Retype the lines below word for word, omitting the pictures from your answer.
#### Data to process
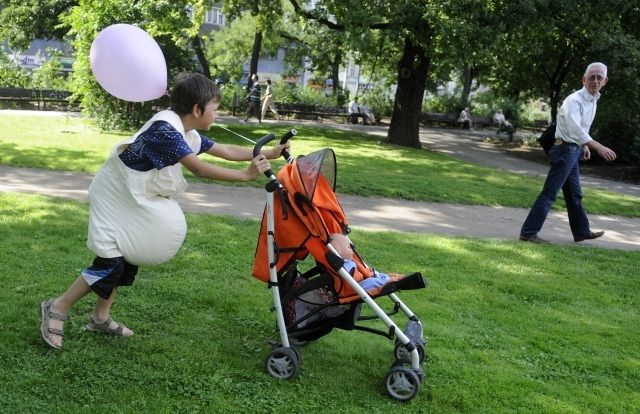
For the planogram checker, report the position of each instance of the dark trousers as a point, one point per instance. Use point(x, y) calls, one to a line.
point(564, 174)
point(253, 109)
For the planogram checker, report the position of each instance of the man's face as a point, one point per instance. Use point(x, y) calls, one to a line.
point(594, 79)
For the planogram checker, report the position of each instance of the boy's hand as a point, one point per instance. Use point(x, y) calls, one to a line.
point(276, 151)
point(259, 165)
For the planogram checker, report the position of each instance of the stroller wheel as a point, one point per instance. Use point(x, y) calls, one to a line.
point(282, 363)
point(402, 383)
point(401, 353)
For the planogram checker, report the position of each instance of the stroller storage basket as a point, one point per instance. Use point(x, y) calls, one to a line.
point(299, 222)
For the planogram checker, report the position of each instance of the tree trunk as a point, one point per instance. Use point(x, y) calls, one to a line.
point(555, 85)
point(468, 75)
point(255, 53)
point(407, 107)
point(335, 70)
point(196, 42)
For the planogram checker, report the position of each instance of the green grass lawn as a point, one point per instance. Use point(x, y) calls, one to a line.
point(365, 165)
point(513, 327)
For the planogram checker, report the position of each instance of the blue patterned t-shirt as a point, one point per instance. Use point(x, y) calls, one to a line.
point(161, 145)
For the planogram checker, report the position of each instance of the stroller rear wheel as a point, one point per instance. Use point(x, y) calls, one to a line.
########
Answer:
For the planogram checker, report the position of each instance of the dark trousers as a point, one point per instance. Use point(x, y) calls, one to a line.
point(564, 174)
point(253, 109)
For the planogram checker, report the position of each instance of the man's face as a point, one point per instance. Use point(x, y) calls, one to a line.
point(594, 79)
For the planogram checker, report the position of each instance of the boy's hand as a point, one point per instance. Use point(x, y) calls, one to a line.
point(276, 151)
point(259, 165)
For the planogram checker, report the position of each instance of the stroller wheel as a point, one point per instance. Use point(x, y) calls, one to a line.
point(282, 363)
point(402, 383)
point(401, 353)
For the planogram checker, report the position of each instance of the stroller storage basket as a point, one point per instance. Use point(x, y) calls, one to a line.
point(299, 222)
For the planogram checker, report the position of each instance of the tree trunk as a point, one point per instance. Use point(x, y) calls, one to a line.
point(555, 85)
point(468, 75)
point(255, 53)
point(407, 107)
point(335, 70)
point(196, 42)
For the planogram checker, report the position of each instance of the green grass lawn as a point, one point per instance. Use point(x, y) calls, one to a line.
point(365, 165)
point(513, 327)
For the planogram checker, report the position of each instance of the blue patterned t-shirt as a point, one point per instance. Use point(x, y) calls, one to a line.
point(161, 145)
For the planogram checker, report the position of each instance of the stroller rear wheel as a point, one point per instance. Use point(x, y) calls, one to a line.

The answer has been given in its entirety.